- [Exercise brief] The listing is to be returned word for word, without its images.
··· Information given
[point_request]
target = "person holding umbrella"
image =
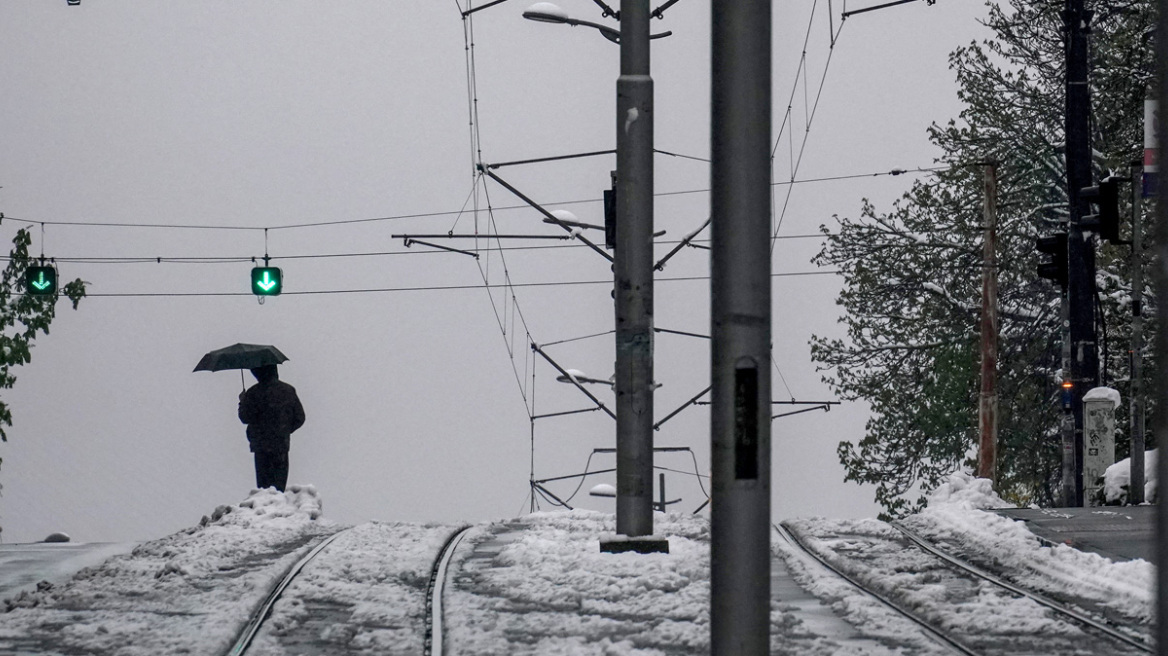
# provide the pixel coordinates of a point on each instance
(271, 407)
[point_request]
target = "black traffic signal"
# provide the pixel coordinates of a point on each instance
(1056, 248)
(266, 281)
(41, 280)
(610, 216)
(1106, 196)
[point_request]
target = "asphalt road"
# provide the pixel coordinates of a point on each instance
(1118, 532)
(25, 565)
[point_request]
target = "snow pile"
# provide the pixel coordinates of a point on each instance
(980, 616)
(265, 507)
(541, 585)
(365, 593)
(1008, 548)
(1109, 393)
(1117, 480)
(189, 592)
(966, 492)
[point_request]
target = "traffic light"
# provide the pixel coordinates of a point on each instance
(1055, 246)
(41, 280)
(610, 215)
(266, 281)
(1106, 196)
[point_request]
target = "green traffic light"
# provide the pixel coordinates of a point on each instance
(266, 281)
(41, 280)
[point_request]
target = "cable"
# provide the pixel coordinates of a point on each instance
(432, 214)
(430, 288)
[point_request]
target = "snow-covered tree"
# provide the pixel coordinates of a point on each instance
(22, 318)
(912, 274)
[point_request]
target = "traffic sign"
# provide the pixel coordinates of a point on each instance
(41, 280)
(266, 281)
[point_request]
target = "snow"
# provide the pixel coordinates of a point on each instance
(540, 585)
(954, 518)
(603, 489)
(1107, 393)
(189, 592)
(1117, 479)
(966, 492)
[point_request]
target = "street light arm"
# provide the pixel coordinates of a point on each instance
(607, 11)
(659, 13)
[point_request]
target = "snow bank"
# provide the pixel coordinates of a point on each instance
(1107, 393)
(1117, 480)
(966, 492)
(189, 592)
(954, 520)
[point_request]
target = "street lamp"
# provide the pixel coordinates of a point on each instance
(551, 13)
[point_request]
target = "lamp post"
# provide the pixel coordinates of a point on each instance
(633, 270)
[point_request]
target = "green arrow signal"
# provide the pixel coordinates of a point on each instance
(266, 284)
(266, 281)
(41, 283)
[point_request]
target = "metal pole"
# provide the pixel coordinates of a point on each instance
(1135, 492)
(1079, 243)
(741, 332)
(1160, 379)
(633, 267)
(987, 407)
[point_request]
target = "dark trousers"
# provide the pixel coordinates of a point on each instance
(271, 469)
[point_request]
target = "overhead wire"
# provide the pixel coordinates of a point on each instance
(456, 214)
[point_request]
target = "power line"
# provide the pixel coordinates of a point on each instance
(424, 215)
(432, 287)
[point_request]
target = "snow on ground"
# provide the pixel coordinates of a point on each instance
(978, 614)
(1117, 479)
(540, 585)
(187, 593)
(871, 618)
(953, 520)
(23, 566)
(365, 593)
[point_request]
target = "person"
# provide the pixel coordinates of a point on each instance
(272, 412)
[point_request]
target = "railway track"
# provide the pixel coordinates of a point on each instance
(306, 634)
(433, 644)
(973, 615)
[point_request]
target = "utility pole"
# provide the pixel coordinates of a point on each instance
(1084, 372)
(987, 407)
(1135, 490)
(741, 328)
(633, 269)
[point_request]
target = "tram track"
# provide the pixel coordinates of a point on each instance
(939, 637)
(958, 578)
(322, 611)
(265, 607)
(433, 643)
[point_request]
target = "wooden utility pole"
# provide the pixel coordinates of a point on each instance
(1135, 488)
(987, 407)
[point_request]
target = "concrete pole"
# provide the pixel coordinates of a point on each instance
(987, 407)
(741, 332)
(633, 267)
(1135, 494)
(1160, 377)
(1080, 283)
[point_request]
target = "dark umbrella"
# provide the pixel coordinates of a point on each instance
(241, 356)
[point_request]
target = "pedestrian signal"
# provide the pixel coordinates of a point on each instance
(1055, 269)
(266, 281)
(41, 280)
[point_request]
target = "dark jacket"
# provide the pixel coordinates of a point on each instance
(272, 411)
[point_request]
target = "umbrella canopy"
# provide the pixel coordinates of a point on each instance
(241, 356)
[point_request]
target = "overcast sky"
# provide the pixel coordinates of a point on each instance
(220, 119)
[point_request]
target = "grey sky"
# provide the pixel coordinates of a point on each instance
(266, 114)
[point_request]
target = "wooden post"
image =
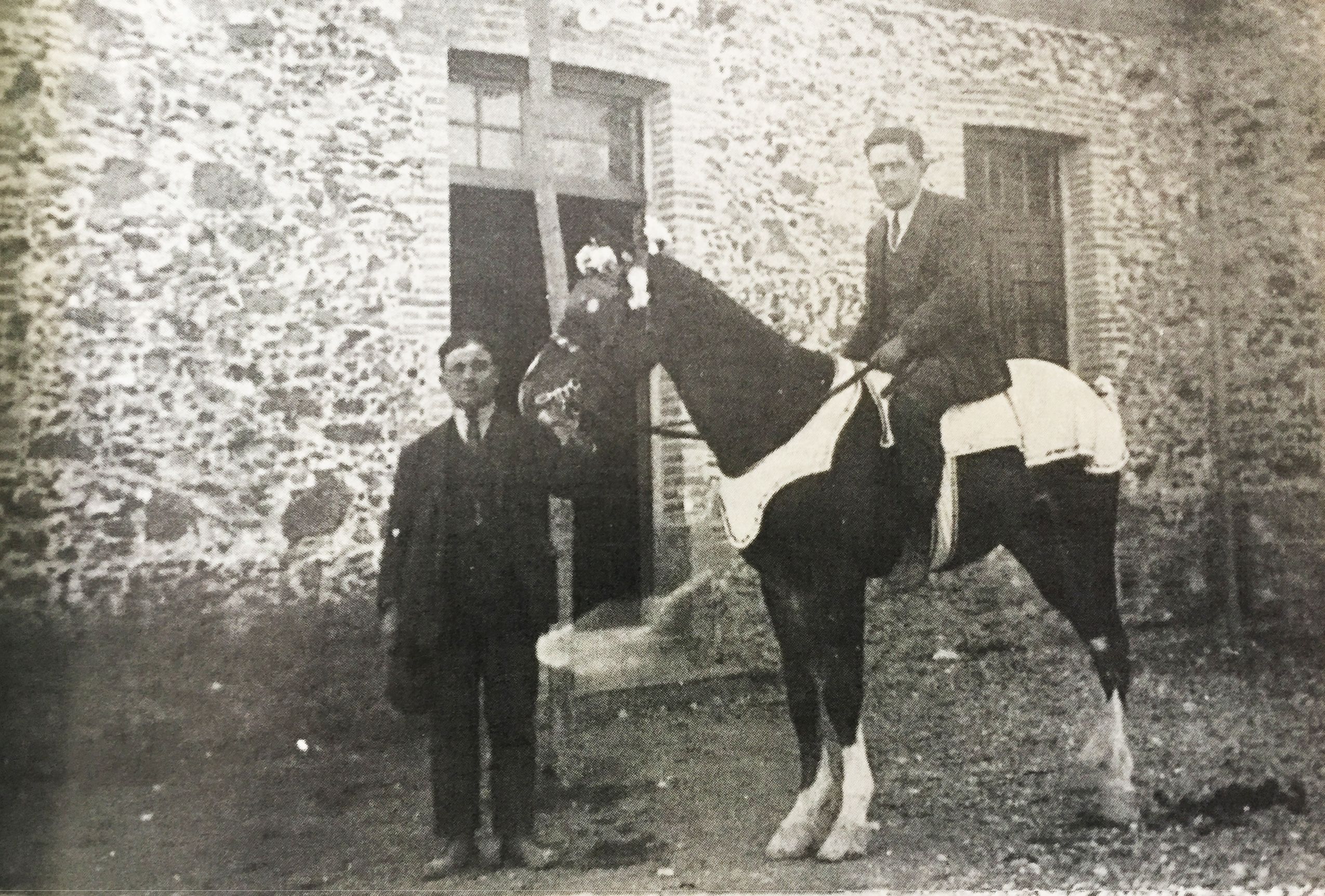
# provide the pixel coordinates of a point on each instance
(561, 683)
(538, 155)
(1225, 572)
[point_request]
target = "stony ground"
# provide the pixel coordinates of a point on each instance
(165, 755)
······
- [Answer section]
[point_request]
target = "person holding umbrella"
image =
# provide the pixel coordinates of a point on each instance
(271, 407)
[point_request]
target = "black traffic signal"
# provide the pixel coordinates of a point on each instance
(1056, 248)
(266, 281)
(41, 280)
(610, 216)
(1106, 196)
[point_request]
target = "asphalt road"
# provide the pixel coordinates of a point on each instance
(1118, 532)
(25, 565)
[point_request]
target = "snow pile"
# provide the pixel coordinates of a point on each instance
(980, 616)
(265, 507)
(541, 585)
(365, 593)
(1008, 548)
(1109, 393)
(1117, 480)
(189, 592)
(966, 492)
[point_request]
target = "traffic light"
# provide the pixel coordinates of a point on each instance
(1055, 246)
(41, 280)
(610, 215)
(266, 281)
(1106, 196)
[point_request]
target = "green traffic light"
# provide the pixel coordinates of a point on each instance
(266, 281)
(41, 280)
[point_request]
target = "cable"
# provide the pixel coordinates of a point on each instance
(432, 214)
(430, 288)
[point_request]
target = "snow-covered tree"
# provide the pixel coordinates of a point on each instance
(22, 318)
(912, 274)
[point_request]
target = "traffic sign"
# provide the pixel coordinates of a point on each instance
(41, 280)
(266, 281)
[point_request]
target = "snow"
# provide the pixel coordinates of a point on each instance
(540, 585)
(954, 518)
(603, 489)
(1107, 393)
(189, 592)
(1117, 479)
(966, 492)
[point_request]
target = "street light arm"
# provide the pixel coordinates of a point on each instance
(607, 11)
(659, 13)
[point_request]
target = "snow bank"
# provide the pixel coordinates of a point on each instance
(1107, 393)
(1117, 480)
(966, 492)
(189, 592)
(954, 520)
[point_request]
target = "street lamp"
# provide the pixel coordinates of a point on each instance
(551, 13)
[point_request]
target = "lamp post"
# provide the pixel coordinates of a point on each instance
(633, 270)
[point_request]
target = "green arrow signal"
# provide the pixel coordinates of a point on each instance
(266, 284)
(266, 281)
(41, 283)
[point_request]
target = "metal pole"
# provide the pixel coordinates of a point on each instance
(1135, 492)
(1079, 243)
(741, 332)
(1160, 379)
(633, 267)
(987, 407)
[point_request]
target = "dark trousers"
# provide the pixel coordinates of a point on each instance
(271, 469)
[point_request]
target = "overhead wire"
# provide the pixel coordinates of a point on each instance
(456, 214)
[point_request]
target = "power line"
# provide the pixel coordinates of a point on each instance
(424, 215)
(432, 287)
[point_request]
target = "snow on ground"
# provide the pixel coordinates of a point on each instance
(978, 614)
(1117, 479)
(540, 585)
(187, 593)
(871, 618)
(953, 520)
(23, 566)
(365, 593)
[point_request]
target = "person"
# provide the pixel coordinates of a point on each instance
(272, 412)
[point_request]
target = "railway track"
# provide the pixel coordinates of a point on each instance
(306, 634)
(433, 644)
(973, 615)
[point_request]
target = "utility pole"
# provide the pixel coordinates of a point on each instance
(1084, 372)
(987, 407)
(1135, 490)
(741, 328)
(633, 269)
[point_request]
target = "tram track"
# provide the pixel coordinates of a point on each instance
(939, 637)
(958, 578)
(322, 611)
(265, 607)
(433, 643)
[point_request]
target = "wooden utility pole"
# provide the pixel coordinates of a point on each instance
(1135, 488)
(987, 407)
[point_request]
target = "concrete pole"
# provide the pixel coordinates of a point on each instance
(987, 407)
(741, 332)
(633, 267)
(1135, 494)
(1160, 377)
(1080, 283)
[point_request]
target = "dark umbrella"
# provide the pixel coordinates of a point on each instance
(241, 356)
[point_request]
target = "pedestrian signal"
# provide the pixel coordinates of a point on each instance
(1055, 269)
(266, 281)
(41, 280)
[point_request]
target = "dark jacket"
# provide the pixel coordinates of a point on each instance
(272, 411)
[point_request]
target = "umbrella canopy"
# provide the pixel coordinates of a point on each instance
(241, 356)
[point_request]
target = "overcast sky"
# provide the pixel coordinates of a point on each instance
(220, 119)
[point_request]
target = "grey sky"
# provide the pixel coordinates of a point on each instance
(266, 114)
[point_request]
target = "wooden post"
image =
# provide the pixel coordinates of a point on each instance
(561, 683)
(538, 155)
(1225, 572)
[point_request]
target = "stony ground"
# provide the pixel coordinates of a point on each instance
(165, 755)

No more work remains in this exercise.